Document text →
┌────────

But, Jimmy Butler and Ben Simmons were magnificent, Joel Embiid had a Kyle Lowry-esque impact without scoring much, Toronto couldn’t keep anyone off the glass and couldn’t hit a shot, and well... that’s how you end up with another lopsided loss in a series that’s had its share of them.
The Raptors Did Not Come to Play
There were a ton of plays last night that you could point to, on both ends, to demonstrate how poorly prepared the Raptors were for this game or with how little urgency they played. But I’d like to point to one play with about 8.5 minutes to go in the game.
Philadelphia is up 22. It’s desperation time for Toronto: That time where you have to make one last push before packing it in for garbage time.
Toronto has possession. Serge Ibaka has a mismatch on Jimmy Butler on the left block; Pascal Siakam gets the ball to him. Butler pokes it away... and instead of just picking the ball up, Ibaka tries to let it roll out of bounds. Butler reaches around, knocks it away from Serge, and Philly takes it the other way.
All Ibaka had to do was pick up the damn basketball. He couldn’t even muster the energy to keep Butler away from it. I don’t want to take anything away from Philadelphia, because they earned that win, but that’s all you had to know about Toronto’s effort last night.
It’s a Make or Miss Lea[vomit sounds]
The Raptors missed 14 three pointers in the first half. 14!! They finished the night 9-for-36 from downtown. The Toronto Raptors. Who led the league in 3-point shooting after the All-Star break. 9-for-freaking-36.

└────────

(Items from a data source)
┌────────

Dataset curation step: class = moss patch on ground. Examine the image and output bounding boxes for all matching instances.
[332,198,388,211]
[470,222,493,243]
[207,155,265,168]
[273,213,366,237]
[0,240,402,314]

└────────

What you need to do →
[1] List every person named in the basketball recap.
[2] Echo all of the entries from the data source above, line for line and without any changes.

Final answers →
[1] Jimmy Butler, Ben Simmons, Joel Embiid, Kyle Lowry, Serge Ibaka, Pascal Siakam

[2]
Dataset curation step: class = moss patch on ground. Examine the image and output bounding boxes for all matching instances.
[332,198,388,211]
[470,222,493,243]
[207,155,265,168]
[273,213,366,237]
[0,240,402,314]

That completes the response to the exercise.